Your answer should be the full set of records, printed exactly as they stand.

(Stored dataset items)
################

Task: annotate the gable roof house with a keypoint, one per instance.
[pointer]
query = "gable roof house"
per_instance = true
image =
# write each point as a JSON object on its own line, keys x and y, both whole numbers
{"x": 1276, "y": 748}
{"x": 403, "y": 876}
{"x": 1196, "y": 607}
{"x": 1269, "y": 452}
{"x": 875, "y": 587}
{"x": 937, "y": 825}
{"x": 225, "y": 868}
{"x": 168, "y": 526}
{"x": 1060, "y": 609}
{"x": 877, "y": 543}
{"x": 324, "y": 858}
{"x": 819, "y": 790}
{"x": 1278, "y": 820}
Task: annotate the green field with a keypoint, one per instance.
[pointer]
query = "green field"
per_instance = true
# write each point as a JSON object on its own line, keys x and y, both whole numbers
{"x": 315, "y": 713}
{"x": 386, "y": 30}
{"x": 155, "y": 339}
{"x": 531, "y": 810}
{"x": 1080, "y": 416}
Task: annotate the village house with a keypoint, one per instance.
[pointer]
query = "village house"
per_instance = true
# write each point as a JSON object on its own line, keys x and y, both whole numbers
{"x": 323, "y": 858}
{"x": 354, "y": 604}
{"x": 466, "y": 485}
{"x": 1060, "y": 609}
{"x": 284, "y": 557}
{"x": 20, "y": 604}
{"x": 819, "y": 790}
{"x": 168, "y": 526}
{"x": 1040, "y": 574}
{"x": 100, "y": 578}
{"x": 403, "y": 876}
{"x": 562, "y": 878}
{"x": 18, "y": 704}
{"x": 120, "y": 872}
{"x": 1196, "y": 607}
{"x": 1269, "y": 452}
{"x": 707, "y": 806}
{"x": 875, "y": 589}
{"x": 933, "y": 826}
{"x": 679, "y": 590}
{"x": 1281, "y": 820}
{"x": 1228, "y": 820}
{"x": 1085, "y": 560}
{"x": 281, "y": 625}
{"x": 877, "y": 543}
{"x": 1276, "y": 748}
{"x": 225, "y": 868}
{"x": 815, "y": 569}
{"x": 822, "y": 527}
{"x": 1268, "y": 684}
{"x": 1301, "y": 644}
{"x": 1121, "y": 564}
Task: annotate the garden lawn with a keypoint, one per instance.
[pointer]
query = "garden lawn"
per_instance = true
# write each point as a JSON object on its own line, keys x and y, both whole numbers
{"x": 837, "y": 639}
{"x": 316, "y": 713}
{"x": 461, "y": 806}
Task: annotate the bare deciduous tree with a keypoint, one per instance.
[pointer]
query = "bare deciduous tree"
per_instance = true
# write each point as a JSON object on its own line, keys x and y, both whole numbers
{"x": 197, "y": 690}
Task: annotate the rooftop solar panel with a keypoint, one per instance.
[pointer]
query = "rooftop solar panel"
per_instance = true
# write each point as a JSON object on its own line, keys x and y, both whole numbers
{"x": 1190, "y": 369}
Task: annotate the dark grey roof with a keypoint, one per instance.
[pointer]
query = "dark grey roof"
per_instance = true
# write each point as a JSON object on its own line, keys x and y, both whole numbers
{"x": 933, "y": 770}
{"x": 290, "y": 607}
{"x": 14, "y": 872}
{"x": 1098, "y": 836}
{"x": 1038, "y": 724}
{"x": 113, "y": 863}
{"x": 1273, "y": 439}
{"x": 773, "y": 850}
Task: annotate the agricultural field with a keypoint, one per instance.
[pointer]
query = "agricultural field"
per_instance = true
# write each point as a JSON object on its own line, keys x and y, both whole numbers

################

* [YOUR RESPONSE]:
Task: annotate the gable roof house with a keypoint, one per instance.
[pointer]
query = "gable roof house"
per_instance = true
image =
# write each point as a JSON object on its own line, keys x and y, both whole numbers
{"x": 1276, "y": 748}
{"x": 403, "y": 876}
{"x": 1196, "y": 607}
{"x": 1269, "y": 452}
{"x": 875, "y": 587}
{"x": 937, "y": 825}
{"x": 225, "y": 868}
{"x": 168, "y": 526}
{"x": 1060, "y": 609}
{"x": 877, "y": 543}
{"x": 324, "y": 858}
{"x": 819, "y": 790}
{"x": 1278, "y": 820}
Task: annotate the green field with a keypoint, one per instance.
[pointer]
query = "green field"
per_instance = true
# write each point as a JSON object on its own line, keys x and y, both whole numbers
{"x": 315, "y": 713}
{"x": 386, "y": 30}
{"x": 155, "y": 339}
{"x": 531, "y": 810}
{"x": 1080, "y": 416}
Task: annotate the village house with a keypoint, one per instance.
[pointer]
query = "village house"
per_instance = true
# write each point as a JSON object on its own line, keys x and y, both whole numbers
{"x": 323, "y": 858}
{"x": 354, "y": 604}
{"x": 466, "y": 485}
{"x": 1060, "y": 609}
{"x": 284, "y": 557}
{"x": 20, "y": 604}
{"x": 819, "y": 790}
{"x": 168, "y": 526}
{"x": 1040, "y": 574}
{"x": 100, "y": 578}
{"x": 403, "y": 876}
{"x": 562, "y": 878}
{"x": 18, "y": 704}
{"x": 120, "y": 872}
{"x": 1196, "y": 607}
{"x": 1269, "y": 452}
{"x": 707, "y": 806}
{"x": 875, "y": 589}
{"x": 933, "y": 826}
{"x": 679, "y": 590}
{"x": 1281, "y": 820}
{"x": 1228, "y": 820}
{"x": 1085, "y": 560}
{"x": 281, "y": 625}
{"x": 877, "y": 543}
{"x": 1276, "y": 748}
{"x": 225, "y": 868}
{"x": 815, "y": 569}
{"x": 822, "y": 527}
{"x": 1268, "y": 684}
{"x": 1301, "y": 644}
{"x": 1121, "y": 564}
Task: annotate the garden lawn with a keypoint, one per instance.
[pointer]
query = "garden lawn"
per_instance = true
# write each point as a JSON object on its own line, keys x and y, both whole numbers
{"x": 837, "y": 639}
{"x": 316, "y": 713}
{"x": 461, "y": 806}
Task: annotate the bare deciduous tree with a keypoint, one per instance.
[pointer]
query = "bare deciduous tree"
per_instance = true
# write each point as a JSON object on its own line, keys x and y, both whole numbers
{"x": 197, "y": 690}
Task: annotate the rooftop solar panel with a keypoint, one per instance.
[pointer]
query = "rooftop solar panel"
per_instance = true
# write each point as a JSON object on its own line, keys x and y, both whole numbers
{"x": 1190, "y": 369}
Task: annotate the dark grey roof with a keypoint, one per instance.
[pointer]
query = "dark grey roof"
per_instance = true
# write each point as a JSON object on its own line, keys x and y, both whole numbers
{"x": 933, "y": 770}
{"x": 290, "y": 607}
{"x": 14, "y": 872}
{"x": 1098, "y": 836}
{"x": 1038, "y": 724}
{"x": 113, "y": 863}
{"x": 1273, "y": 439}
{"x": 773, "y": 850}
Task: annotate the agricultural field with a keypoint, one per instance.
[pointer]
query = "agricultural field"
per_instance = true
# write each point as a JSON object on its own line, keys x and y, both whole numbers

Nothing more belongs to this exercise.